Problem 1
Copy out the part of the kindergarten memoir from "The Kid had several" up to and including "bevy of beauties.", word for word.

◇ ◇ ◇ ◇ ◇ ◇ ◇

They lived directly cater-cornered from the elementary school, yet he wasn't sent there to kindergarten. He was sent off to a private kindergarten clear across town, and not at age five, but at age four. Why? I don't know. Perhaps they just wanted him out of their hair a while each day.  Someone came by each day and picked him up and brought him home. I don't know if it was Mrs. Helms, who ran the kindergarten, or some mother of one of the others.

He believes he enjoyed kindergarten. He really doesn't remember much about it. The Old Goat has on his desk a large hunk of coal, lacquered and decorated with colored spots of paint. This was a project The Kid made. For a long time he carried another memento of that project. the class had been taken out to the rail yards behind the town train station where they gathered pieces of coal and at one point were up in a meadow above the tracks. Perhaps The Kid was running or they were playing tag,  but somehow he fell into the barbwire fence between the meadow and the railroad and a barb pierced his left cheek. He wasn't given stitches and it left a one inch scar on his face. He looked like those old Prussian aristocrats who proudly bore saber scars across their cheeks as a symbol of their class. He was the aristocrat soldier of Mrs. Helms' Kinder class.

He likes to tell people he flunked sandbox and had to repeat kindergarten. He did go two years, but for bureaucratic reasons, not academic. His mom tried to enroll him in first grade, but because he was only five they refused to allow him entry, so his mom sent him back to Mrs. Helms for another year.

The photo up top is the class during that second year. This is probably where he met one of my early close friends, Tim. Tim is the boy kneeling in the front row to the extreme right. The Kid is kneeling to the extreme left. Perhaps you can tell that he was the tallest in the class even though on his knees. The photo to the right is Tim (left) and The Kid, budding Major Leaguers. Tim is really choking up on the bat, down in a Ty Cobb crouch. The Kid is more upright breaking a cardinal rule with the bat resting on his shoulder. 

Another feature of that kindergarten photo is its reflection of those times. Notice the classmates are all grouped together except for one girl off on the right by herself. The girl's name was Blossom and there was nothing much different between her and the rest except her skin was a darker tone. I suppose it was actually somewhat progressive that Mrs. Helms had an integrated kindergarten. You won't see any thing but white faces in the photo of the East Ward Kindergarten of the same year. There were black kids who went to East Ward, but at that time they were all taught together in basically a one-room school separated from the rest of the white student body.


The Kid had two guys who were his best friends in those early years. Tim was one and Billy was the other. Here are the three of them in 1946. Tim is at the right, down in that stooped batting stance again. The kid is in the middle. He was a catcher when he first started playing baseball for one very important reason. He owned a catcher's mask.

The boy out of uniform, and just about anything else, is Billy.

(Tim passed away in 2010, and The Old Goat does not know the whereabouts of Billy now.)



The Kid had several birthday parties then. You may notice something about his parties. Yes, even then he had an eye for the ladies.

Here he is  turning five. Tim and Billy are on either side of him and then there is his bevy of beauties.

The girl just behind him was his best friend even before Tim and Billy. Her name was Iva and she was a petite redhead. In those early years, he was a redhead, too.

◇ ◇ ◇ ◇ ◇ ◇ ◇

Problem 2
In the listing, reproduce every line from the line with "of the orange" up to and including the final line, requests included. Multiply each point coordinate in the answers by 0.3 and round it to the nearest whole number, with halves rounding up, but leave the numbers in the requests and their sample forms unchanged.

Data for this exercise
◇ ◇ ◇ ◇ ◇ ◇ ◇

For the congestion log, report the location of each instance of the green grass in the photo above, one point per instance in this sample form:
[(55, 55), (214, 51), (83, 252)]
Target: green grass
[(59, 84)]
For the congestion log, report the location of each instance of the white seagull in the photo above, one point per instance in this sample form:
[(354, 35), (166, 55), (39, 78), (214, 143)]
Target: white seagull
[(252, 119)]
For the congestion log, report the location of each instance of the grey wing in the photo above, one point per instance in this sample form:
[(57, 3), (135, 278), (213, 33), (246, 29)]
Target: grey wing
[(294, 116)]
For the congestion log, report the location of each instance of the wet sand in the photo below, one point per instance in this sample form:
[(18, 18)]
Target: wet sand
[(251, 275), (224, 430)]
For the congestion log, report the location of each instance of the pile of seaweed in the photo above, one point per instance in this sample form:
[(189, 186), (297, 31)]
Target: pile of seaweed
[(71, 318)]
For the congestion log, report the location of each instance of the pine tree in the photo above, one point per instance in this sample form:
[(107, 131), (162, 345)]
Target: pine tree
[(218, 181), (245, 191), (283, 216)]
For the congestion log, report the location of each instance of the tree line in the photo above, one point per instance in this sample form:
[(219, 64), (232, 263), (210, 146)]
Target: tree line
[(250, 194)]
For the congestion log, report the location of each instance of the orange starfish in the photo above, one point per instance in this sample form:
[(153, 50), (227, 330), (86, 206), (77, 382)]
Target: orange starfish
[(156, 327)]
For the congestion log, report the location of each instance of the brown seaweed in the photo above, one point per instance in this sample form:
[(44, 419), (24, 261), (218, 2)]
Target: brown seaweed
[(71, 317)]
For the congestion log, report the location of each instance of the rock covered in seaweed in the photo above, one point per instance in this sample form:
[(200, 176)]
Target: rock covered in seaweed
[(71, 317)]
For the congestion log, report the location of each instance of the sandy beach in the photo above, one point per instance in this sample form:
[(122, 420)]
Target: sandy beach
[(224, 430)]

◇ ◇ ◇ ◇ ◇ ◇ ◇

Correct answer 1
The Kid had several birthday parties then. You may notice something about his parties. Yes, even then he had an eye for the ladies.

Here he is  turning five. Tim and Billy are on either side of him and then there is his bevy of beauties.

Correct answer 2
For the congestion log, report the location of each instance of the orange starfish in the photo above, one point per instance in this sample form:
[(153, 50), (227, 330), (86, 206), (77, 382)]
Target: orange starfish
[(47, 98)]
For the congestion log, report the location of each instance of the brown seaweed in the photo above, one point per instance in this sample form:
[(44, 419), (24, 261), (218, 2)]
Target: brown seaweed
[(21, 95)]
For the congestion log, report the location of each instance of the rock covered in seaweed in the photo above, one point per instance in this sample form:
[(200, 176)]
Target: rock covered in seaweed
[(21, 95)]
For the congestion log, report the location of each instance of the sandy beach in the photo above, one point per instance in this sample form:
[(122, 420)]
Target: sandy beach
[(67, 129)]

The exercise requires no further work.